Task to complete
Make an exact copy of the listing below.

Given records
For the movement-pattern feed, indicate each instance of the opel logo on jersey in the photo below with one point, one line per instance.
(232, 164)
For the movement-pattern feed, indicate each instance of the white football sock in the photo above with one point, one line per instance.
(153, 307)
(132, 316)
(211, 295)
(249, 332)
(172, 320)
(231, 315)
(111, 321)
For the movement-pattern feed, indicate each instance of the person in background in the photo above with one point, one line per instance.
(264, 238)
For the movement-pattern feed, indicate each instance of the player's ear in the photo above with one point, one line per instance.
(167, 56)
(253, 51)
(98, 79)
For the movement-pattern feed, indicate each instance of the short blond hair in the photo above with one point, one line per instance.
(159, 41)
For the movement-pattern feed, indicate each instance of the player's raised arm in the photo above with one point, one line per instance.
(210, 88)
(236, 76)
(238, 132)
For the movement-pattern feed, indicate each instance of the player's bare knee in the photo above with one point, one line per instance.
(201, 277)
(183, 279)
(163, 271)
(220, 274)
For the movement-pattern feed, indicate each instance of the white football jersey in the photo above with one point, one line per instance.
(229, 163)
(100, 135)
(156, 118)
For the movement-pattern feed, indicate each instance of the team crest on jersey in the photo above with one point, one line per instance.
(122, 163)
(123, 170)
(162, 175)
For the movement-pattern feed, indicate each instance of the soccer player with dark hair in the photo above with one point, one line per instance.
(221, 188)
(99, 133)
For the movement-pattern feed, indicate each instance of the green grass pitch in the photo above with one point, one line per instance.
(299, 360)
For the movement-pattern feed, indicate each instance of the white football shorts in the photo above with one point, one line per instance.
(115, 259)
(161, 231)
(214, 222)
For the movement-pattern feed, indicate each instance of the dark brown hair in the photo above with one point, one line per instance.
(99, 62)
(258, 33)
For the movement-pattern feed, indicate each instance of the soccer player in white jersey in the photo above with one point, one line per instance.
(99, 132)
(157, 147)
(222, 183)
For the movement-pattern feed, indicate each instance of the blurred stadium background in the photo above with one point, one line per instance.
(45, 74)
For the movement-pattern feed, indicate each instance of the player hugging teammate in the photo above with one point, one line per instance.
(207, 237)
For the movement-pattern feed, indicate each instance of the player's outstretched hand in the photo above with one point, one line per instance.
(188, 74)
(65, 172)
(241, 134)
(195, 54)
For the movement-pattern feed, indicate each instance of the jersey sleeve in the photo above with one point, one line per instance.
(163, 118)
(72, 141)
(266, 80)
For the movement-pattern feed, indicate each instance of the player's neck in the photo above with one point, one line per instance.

Reply to the task
For the movement-pattern feed, indicate each instance of the opel logo on jersey in the photo below with one point, one line per instance.
(232, 164)
For the movement-pattern feed, indicate each instance of the white football sock in the photo above with one point, one line per instance.
(153, 307)
(132, 316)
(211, 295)
(249, 332)
(172, 320)
(231, 315)
(111, 321)
For the movement-pattern feed, indicate each instance of the person in background in the photo above with one point, one line per instance.
(264, 238)
For the movement-pattern feed, indicate each instance of the player's ear in the photo above with one point, one line per instance.
(167, 56)
(253, 51)
(98, 79)
For the movement-pattern feed, indicate each instance of the short blond hair in the photo above with one point, one line per instance.
(159, 41)
For the movement-pattern feed, indicate each instance of the player's raised arm in the photo above with one point, one line per instance.
(210, 88)
(236, 76)
(238, 132)
For the movement-pattern feed, indicate each instance of the player's bare knee in the photo above with one point, one line per instance.
(201, 277)
(183, 279)
(163, 271)
(220, 274)
For the movement-pattern feed, indicate each instance of the white football jersey in the photo above with one point, one line per instance.
(229, 163)
(100, 135)
(156, 118)
For the movement-pattern feed, indicate each instance of the team crest on jersey in the photo above with one point, one line per instance.
(122, 163)
(123, 170)
(162, 175)
For the movement-pattern feed, indicate each instance of the soccer player with dark hair in the photo above with one point, one line per instance.
(221, 188)
(99, 133)
For the movement-pattern feed, indicate each instance of the green grass pitch in the photo above with one point, one line per instance.
(299, 360)
For the movement-pattern feed, indicate each instance of the white football shorts in the photo above with one point, one line per instance.
(115, 259)
(161, 231)
(214, 222)
For the movement-pattern feed, indicate each instance of the dark brown hair in the photo above with one point, one line per instance.
(99, 62)
(258, 33)
For the movement-pattern feed, indicate each instance of the soccer player in white jersey in the photo above with one point, one line per instance.
(99, 132)
(157, 147)
(222, 183)
For the movement-pattern feed, indicate each instance of the blurred stadium background in the photo above with one point, one line per instance.
(45, 74)
For the movement-pattern feed, indicate each instance of the player hugging teammate in the photo above with one point, one line per instance.
(207, 237)
For the movement-pattern feed, indicate each instance of the player's outstretched hand in the photo above with one point, one line per instance.
(188, 74)
(65, 172)
(241, 134)
(195, 54)
For the movement-pattern feed, indicate each instance of the jersey sleeve in the photo above with one point, one line per instance.
(163, 118)
(72, 141)
(266, 80)
For the movement-pattern feed, indicate each instance of the player's neck in the photo above with one point, one line per instance.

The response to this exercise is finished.